TASK STATEMENT: In the entries below, filter for the word "vegetation" and copy every matching line.

EXERCISE INPUT:
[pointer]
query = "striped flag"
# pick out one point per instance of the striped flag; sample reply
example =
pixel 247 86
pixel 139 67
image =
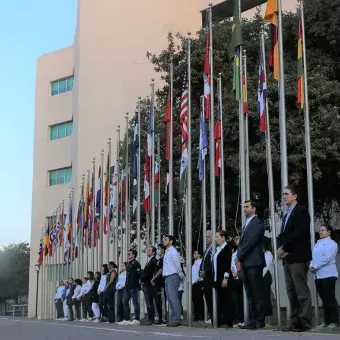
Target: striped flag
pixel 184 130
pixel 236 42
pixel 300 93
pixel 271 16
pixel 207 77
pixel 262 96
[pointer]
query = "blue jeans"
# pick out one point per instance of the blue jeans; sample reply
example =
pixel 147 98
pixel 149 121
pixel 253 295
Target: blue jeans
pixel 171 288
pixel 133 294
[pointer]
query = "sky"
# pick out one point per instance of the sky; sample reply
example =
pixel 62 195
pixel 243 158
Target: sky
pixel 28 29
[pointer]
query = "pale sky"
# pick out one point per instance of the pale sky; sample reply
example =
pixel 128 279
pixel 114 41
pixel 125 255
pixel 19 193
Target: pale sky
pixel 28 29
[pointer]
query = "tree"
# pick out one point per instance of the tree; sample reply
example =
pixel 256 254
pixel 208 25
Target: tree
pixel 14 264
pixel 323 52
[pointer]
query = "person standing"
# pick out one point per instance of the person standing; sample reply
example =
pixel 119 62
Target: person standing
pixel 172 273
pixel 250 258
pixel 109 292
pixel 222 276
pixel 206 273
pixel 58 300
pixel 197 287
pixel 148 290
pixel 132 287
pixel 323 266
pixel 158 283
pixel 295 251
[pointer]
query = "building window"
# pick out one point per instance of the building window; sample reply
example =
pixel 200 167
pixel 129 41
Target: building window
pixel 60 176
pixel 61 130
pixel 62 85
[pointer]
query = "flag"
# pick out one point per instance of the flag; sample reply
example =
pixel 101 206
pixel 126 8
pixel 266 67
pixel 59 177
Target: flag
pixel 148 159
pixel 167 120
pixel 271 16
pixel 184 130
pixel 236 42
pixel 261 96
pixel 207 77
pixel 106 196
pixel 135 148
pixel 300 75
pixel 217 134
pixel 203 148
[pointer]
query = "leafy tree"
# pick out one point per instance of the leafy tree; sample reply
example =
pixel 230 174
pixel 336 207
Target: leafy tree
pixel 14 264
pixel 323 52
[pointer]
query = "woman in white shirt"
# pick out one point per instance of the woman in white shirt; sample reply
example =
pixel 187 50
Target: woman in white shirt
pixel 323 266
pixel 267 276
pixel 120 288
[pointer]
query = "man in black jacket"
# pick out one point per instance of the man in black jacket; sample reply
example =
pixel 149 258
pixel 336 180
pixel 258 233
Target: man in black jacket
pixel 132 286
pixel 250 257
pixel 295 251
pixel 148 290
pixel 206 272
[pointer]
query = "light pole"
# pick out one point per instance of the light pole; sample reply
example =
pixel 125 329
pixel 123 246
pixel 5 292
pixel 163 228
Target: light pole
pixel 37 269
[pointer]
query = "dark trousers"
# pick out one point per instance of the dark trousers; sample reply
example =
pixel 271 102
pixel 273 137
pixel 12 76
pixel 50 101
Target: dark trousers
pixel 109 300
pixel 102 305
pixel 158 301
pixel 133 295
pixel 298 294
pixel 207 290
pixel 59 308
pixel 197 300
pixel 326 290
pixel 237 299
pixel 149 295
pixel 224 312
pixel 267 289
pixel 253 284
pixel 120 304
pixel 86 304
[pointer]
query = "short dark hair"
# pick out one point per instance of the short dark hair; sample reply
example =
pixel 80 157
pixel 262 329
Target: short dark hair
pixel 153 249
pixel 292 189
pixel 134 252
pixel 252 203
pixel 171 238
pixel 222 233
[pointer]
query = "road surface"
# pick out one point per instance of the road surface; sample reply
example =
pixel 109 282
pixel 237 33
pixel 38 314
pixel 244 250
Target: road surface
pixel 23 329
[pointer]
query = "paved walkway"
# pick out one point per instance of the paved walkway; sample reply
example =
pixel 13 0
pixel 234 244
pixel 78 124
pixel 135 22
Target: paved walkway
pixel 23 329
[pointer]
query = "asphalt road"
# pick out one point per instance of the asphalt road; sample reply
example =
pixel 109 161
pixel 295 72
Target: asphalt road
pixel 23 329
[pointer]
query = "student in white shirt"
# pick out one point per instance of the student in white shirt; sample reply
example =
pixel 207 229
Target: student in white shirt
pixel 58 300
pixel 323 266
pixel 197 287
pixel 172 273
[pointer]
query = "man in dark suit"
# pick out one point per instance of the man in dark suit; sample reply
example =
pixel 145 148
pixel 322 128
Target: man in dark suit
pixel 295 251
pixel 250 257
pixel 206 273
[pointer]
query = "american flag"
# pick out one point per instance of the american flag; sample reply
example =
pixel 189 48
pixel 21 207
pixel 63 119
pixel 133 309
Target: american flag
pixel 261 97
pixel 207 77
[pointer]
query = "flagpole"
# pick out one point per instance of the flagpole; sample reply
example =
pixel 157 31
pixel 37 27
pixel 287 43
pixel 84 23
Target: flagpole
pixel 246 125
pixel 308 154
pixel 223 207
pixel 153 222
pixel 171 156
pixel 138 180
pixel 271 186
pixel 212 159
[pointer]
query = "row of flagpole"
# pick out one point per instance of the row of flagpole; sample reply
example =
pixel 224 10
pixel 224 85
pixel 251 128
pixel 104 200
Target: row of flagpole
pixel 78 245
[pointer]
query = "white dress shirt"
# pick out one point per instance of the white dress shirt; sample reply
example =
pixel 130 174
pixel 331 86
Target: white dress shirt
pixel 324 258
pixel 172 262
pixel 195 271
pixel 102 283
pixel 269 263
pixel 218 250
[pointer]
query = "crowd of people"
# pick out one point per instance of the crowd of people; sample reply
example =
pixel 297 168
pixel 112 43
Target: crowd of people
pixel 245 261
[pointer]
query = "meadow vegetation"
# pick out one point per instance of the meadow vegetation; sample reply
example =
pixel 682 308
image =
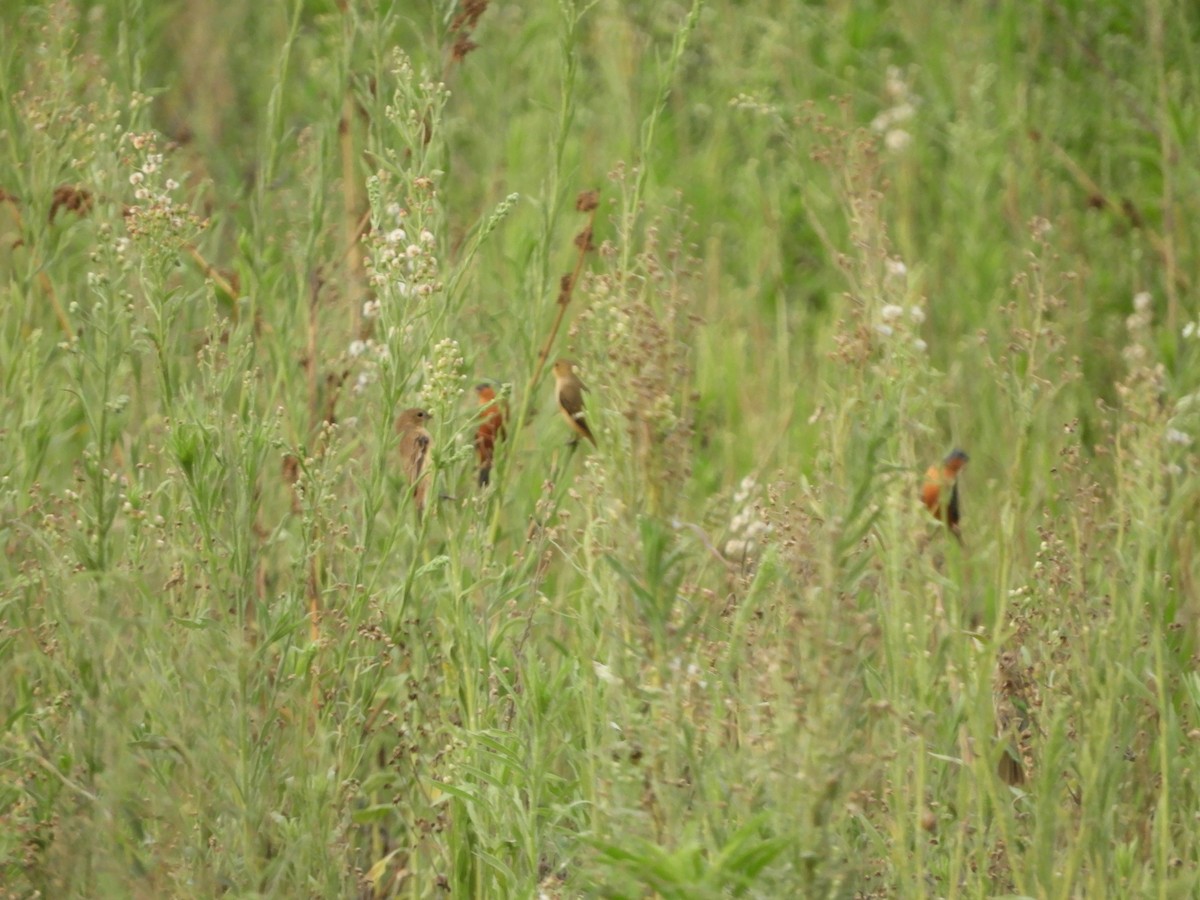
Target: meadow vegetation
==
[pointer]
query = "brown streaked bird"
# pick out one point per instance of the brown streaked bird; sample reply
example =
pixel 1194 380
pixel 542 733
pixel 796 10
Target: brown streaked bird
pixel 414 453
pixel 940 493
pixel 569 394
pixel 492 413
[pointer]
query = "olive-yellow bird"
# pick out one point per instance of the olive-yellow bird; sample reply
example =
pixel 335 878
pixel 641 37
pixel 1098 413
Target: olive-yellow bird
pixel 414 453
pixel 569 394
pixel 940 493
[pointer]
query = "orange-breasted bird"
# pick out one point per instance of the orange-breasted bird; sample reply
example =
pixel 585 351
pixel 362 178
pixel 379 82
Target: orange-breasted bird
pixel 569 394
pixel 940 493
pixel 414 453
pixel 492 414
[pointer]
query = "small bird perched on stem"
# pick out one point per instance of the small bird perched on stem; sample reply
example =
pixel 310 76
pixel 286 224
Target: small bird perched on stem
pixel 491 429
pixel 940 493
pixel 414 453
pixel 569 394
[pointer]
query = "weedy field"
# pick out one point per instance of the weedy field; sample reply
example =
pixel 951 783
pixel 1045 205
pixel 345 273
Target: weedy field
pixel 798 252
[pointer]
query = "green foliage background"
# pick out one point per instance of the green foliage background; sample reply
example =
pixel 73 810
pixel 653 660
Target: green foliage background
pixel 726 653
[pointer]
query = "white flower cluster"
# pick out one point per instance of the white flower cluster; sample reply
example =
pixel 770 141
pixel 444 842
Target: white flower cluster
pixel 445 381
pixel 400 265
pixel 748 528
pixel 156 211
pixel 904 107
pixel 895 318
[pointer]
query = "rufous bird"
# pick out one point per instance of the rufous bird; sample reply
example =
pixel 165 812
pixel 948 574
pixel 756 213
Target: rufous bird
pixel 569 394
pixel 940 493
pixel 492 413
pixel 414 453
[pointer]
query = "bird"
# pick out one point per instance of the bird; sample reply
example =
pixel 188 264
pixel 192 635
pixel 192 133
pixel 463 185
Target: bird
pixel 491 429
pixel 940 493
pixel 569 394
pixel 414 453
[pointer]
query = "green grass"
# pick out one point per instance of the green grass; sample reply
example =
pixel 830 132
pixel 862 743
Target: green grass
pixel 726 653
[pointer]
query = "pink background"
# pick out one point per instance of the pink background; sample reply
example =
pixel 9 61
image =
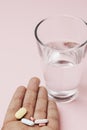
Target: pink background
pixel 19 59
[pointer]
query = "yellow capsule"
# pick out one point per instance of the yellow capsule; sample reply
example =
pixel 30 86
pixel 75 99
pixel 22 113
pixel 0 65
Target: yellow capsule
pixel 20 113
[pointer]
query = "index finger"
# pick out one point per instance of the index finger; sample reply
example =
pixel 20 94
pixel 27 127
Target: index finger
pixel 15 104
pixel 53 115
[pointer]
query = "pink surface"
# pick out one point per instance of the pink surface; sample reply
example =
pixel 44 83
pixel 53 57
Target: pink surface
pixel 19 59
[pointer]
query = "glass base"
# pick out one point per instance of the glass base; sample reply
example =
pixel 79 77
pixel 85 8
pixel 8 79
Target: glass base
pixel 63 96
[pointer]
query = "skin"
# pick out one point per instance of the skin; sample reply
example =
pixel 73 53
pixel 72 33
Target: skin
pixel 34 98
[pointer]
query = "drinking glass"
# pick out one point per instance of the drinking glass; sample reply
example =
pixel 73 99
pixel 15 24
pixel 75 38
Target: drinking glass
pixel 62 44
...
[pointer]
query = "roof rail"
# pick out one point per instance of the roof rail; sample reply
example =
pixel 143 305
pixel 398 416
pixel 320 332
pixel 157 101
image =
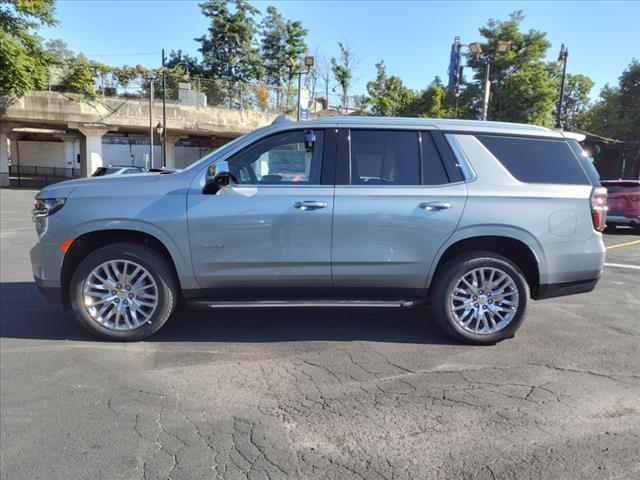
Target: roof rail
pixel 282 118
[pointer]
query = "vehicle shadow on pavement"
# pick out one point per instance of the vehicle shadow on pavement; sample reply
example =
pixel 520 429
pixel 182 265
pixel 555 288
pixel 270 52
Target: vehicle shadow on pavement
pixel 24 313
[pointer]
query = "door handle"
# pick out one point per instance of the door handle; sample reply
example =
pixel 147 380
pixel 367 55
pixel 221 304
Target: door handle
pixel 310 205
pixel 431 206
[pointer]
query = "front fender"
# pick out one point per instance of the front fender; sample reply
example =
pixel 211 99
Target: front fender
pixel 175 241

ANSWER TO THE PROBLEM:
query = "meadow vegetation"
# pick out one point per instance of the meadow vegetation; sample reply
Target: meadow vegetation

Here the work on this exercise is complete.